**EXERCISE INSTRUCTIONS**
Give the listing again character for character, but drop the images.

**SUPPLIED DATA**
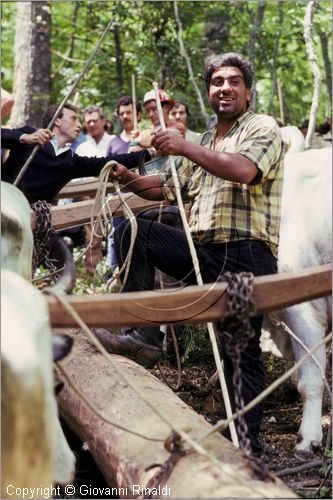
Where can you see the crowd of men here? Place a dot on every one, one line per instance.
(232, 173)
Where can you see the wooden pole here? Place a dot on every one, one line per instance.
(135, 116)
(278, 83)
(126, 459)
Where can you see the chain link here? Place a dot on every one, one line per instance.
(236, 331)
(43, 235)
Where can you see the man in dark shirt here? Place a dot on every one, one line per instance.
(54, 164)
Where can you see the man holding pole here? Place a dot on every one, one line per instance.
(54, 164)
(234, 179)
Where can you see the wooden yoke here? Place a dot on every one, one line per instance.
(191, 304)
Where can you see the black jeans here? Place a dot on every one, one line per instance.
(165, 247)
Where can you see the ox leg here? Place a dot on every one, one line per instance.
(303, 322)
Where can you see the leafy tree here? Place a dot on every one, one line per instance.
(144, 43)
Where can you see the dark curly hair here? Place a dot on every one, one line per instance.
(229, 59)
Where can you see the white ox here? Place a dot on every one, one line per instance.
(305, 241)
(34, 449)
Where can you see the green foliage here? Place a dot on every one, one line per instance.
(146, 39)
(193, 342)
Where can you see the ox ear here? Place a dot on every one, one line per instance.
(61, 345)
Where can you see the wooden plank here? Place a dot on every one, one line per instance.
(126, 459)
(75, 189)
(191, 304)
(76, 214)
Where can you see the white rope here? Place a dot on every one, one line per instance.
(101, 215)
(128, 380)
(210, 326)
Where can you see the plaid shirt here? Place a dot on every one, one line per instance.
(224, 211)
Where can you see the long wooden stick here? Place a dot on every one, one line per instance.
(62, 105)
(135, 116)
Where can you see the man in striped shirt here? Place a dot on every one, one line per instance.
(234, 180)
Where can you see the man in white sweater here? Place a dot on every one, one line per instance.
(96, 145)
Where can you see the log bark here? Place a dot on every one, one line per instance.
(126, 459)
(192, 304)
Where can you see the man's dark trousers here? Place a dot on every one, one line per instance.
(166, 248)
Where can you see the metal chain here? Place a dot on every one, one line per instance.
(236, 331)
(42, 240)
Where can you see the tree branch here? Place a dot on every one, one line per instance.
(188, 62)
(308, 23)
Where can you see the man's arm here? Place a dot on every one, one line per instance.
(229, 166)
(7, 102)
(11, 138)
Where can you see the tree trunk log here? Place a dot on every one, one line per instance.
(124, 458)
(32, 63)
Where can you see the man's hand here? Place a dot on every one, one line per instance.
(121, 174)
(41, 136)
(169, 142)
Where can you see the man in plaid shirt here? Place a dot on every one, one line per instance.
(234, 179)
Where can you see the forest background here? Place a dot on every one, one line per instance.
(44, 46)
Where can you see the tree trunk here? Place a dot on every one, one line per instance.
(128, 461)
(72, 44)
(253, 40)
(217, 29)
(32, 63)
(327, 62)
(308, 23)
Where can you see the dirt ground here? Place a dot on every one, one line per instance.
(282, 417)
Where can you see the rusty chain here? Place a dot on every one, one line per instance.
(43, 235)
(236, 331)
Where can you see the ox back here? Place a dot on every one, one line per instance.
(305, 241)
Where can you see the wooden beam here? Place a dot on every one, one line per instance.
(75, 189)
(76, 214)
(126, 459)
(191, 304)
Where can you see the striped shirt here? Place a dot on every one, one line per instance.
(224, 211)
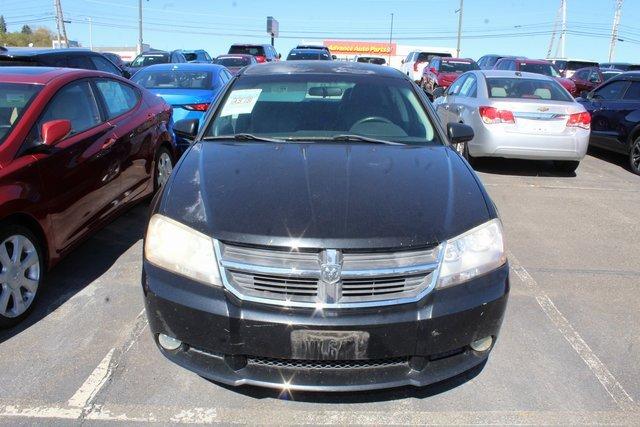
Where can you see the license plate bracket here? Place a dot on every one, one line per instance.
(329, 345)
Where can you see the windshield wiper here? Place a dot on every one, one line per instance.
(350, 137)
(243, 137)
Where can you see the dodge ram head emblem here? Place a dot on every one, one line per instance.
(329, 285)
(330, 266)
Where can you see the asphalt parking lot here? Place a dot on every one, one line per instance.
(567, 353)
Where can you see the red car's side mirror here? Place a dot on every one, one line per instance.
(54, 131)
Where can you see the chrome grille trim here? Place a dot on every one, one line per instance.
(291, 279)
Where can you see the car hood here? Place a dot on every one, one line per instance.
(342, 196)
(175, 97)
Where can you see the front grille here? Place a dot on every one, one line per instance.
(328, 364)
(295, 278)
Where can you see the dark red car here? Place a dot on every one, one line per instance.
(586, 79)
(537, 66)
(77, 147)
(441, 72)
(235, 62)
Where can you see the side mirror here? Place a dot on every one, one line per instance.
(186, 128)
(54, 131)
(459, 133)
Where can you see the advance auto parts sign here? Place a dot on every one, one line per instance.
(346, 47)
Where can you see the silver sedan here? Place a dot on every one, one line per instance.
(517, 115)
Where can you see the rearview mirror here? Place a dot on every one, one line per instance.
(186, 128)
(459, 133)
(54, 131)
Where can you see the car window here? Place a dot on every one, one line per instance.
(103, 64)
(118, 97)
(74, 102)
(80, 61)
(320, 107)
(611, 91)
(174, 79)
(633, 93)
(524, 88)
(454, 89)
(468, 88)
(14, 99)
(145, 60)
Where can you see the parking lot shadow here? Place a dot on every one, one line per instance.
(85, 264)
(517, 167)
(362, 396)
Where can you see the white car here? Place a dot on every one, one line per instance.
(517, 115)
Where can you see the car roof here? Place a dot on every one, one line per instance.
(516, 74)
(185, 66)
(26, 51)
(42, 75)
(321, 67)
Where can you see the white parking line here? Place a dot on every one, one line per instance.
(93, 383)
(284, 416)
(601, 372)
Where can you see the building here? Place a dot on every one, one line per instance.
(392, 52)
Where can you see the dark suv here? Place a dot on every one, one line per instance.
(322, 233)
(615, 116)
(65, 58)
(262, 52)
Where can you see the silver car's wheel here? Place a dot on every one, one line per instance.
(164, 168)
(634, 157)
(20, 275)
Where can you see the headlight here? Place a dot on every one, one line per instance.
(182, 250)
(473, 253)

**EXERCISE OUTPUT**
Where can you see the crowd of men here? Place a dot on every one, one line per instance.
(232, 173)
Where can you see the wooden pole here? Place a dot on every one, one line per instance.
(135, 116)
(278, 83)
(126, 459)
Where can you see the chain link here? Place a dot on every one, one line per instance.
(236, 331)
(43, 235)
Where can you see the man in dark shirt here? Place a dot on every one, one line per instance.
(54, 164)
Where can you see the man holding pole here? Place a dot on every one, one line per instance.
(54, 164)
(234, 179)
Where can you see the wooden yoke here? Place a dot on every one, one line per instance.
(191, 304)
Where can you see the black jeans here? Place a dot on every one, one line per instance.
(165, 247)
Where can you see the ox leg here? Place a dot on every one, one line per instance.
(303, 322)
Where can you see the leafy tree here? Place a dot on every one, one line per instance.
(144, 43)
Where can you see the dark curly hair here? Place a dot on every one, one line per instance.
(229, 59)
Where can you see the white ox here? Place a dot on every one, one line per instance.
(305, 241)
(34, 449)
Where can you see the green foliage here? Place a dot on every one, one line per instance.
(146, 39)
(193, 342)
Where can you see the ox ear here? Place a dot on every one, one line per instance.
(61, 345)
Where can you see the wooden plank here? Place a dot on every one, one line per instance.
(126, 459)
(75, 189)
(191, 304)
(76, 214)
Where can you see the white rope here? Place a dot on every one, one line per instance.
(101, 215)
(128, 380)
(210, 326)
Where can you see the plaid shirt here? Place a dot on every one, one line per instance.
(224, 211)
Where can you see the long wooden stick here? Place a dot on every one, one line per instance.
(62, 105)
(135, 116)
Where can you see the man in striped shirt here? Place a dot on every one, one line per instance.
(234, 180)
Where can you see the man in white sweater here? Place a dot on every one, one line per instance.
(96, 145)
Where can you see the log bark here? Place a dot on every one, one line per instance.
(126, 459)
(192, 304)
Where can you see the man's dark trousers here? Place a dot on every one, one line per instance.
(166, 248)
Where can you see the metal chain here? Place a dot on every one, one line per instance.
(236, 331)
(42, 240)
Where can you see the tree branch here? Place a dot on every one, one line per instance.
(188, 62)
(308, 23)
Where can you see the man's arm here? Place a dot on every one, one line per instance.
(229, 166)
(7, 102)
(11, 138)
Where can you see the tree trunk log here? Place a dot on every one, one line per instance.
(124, 458)
(32, 63)
Where can you see the man's hand here? Place a dot on every one, one line per instance.
(121, 174)
(41, 136)
(169, 142)
Where can you see the man in plaid shirt here? Place a dot on every one, one line per instance.
(234, 179)
Where can you see the forest background here? Place a dot on every one, one line per instance.
(44, 46)
Where can you see the tree trunk here? Place a dot on every one, one line per instance.
(128, 461)
(72, 44)
(253, 40)
(217, 29)
(32, 63)
(327, 62)
(308, 23)
Where can you see the dirt ground here? Place a dot on every one, one line per instance.
(282, 417)
Where can you see the rusty chain here? Place a dot on every one, one line per instance.
(43, 235)
(236, 331)
Where can you see the ox back here? Place a dot on every one, one line per instance.
(305, 241)
Where can you see the wooden beam here? Place a dot on every one, one line per instance.
(75, 189)
(76, 214)
(126, 459)
(191, 304)
Where can you see the striped shirt here? Place a dot on every one, one line per instance.
(224, 211)
Where can you see the license plate bracket here? Place a dot on every one, one line per instance.
(329, 345)
Where can you see the windshield wiper here? Place a dot on every one, one line per instance.
(350, 137)
(243, 137)
Where can you see the dodge ram head emblem here? Place a dot on every one, one line per instance.
(329, 285)
(330, 266)
Where can you see the asphalt parking lot here? Place a dot on every one, one line per instance.
(567, 353)
Where can you see the red car's side mirror here? Place a dot on every one, one line per instance.
(54, 131)
Where can you see the chrome grille trim here? Place a dot on every one, one line per instance.
(291, 279)
Where can you see the car hood here? Place a dot on every one, one line per instance.
(342, 196)
(175, 97)
Where can you see the front grille here? Place a dot on every one, one line per instance.
(328, 364)
(295, 278)
Where can you see the dark red car here? Place a dot on every one, one line per instance.
(586, 79)
(537, 66)
(77, 147)
(441, 72)
(235, 62)
Where can you see the side mirror here? Place a dot on every one, one line per instance.
(186, 128)
(54, 131)
(459, 133)
Where can you see the advance auto parts sign here? Place a dot on every one, one line per instance.
(346, 47)
Where can you see the silver sedan here? Place a dot on every one, one line per instance.
(517, 115)
Where can you see the rearview mirror here? Place a dot on every one, one line per instance.
(186, 128)
(459, 133)
(54, 131)
Where can you see the car window here? Place a dot on every one, one line per instance.
(103, 64)
(118, 97)
(74, 102)
(80, 61)
(320, 107)
(611, 91)
(174, 79)
(633, 93)
(524, 88)
(454, 89)
(468, 88)
(14, 99)
(145, 60)
Where can you see the parking lot shadow here? Place a dot on every one, one line per instance.
(85, 264)
(517, 167)
(362, 396)
Where can you see the white car here? Place a dot on every one, one line per instance.
(517, 115)
Where can you see the car roof here? Place a dot on every one, one line per instance.
(516, 74)
(185, 66)
(26, 51)
(42, 75)
(321, 67)
Where can you see the white parking line here? Place a dot on every one, one line per instance.
(93, 383)
(284, 416)
(601, 372)
Where can you see the building here? Place a dot on every one, one line per instance.
(392, 52)
Where can you see the dark suv here? Place a dot on every one, one line per instance.
(322, 233)
(615, 116)
(65, 58)
(262, 52)
Where can you see the silver car's wheel here? Place a dot on every one, one line per instance.
(164, 168)
(634, 157)
(20, 275)
Where can you see the headlight here? Place a dot on every one, one line per instance.
(182, 250)
(473, 253)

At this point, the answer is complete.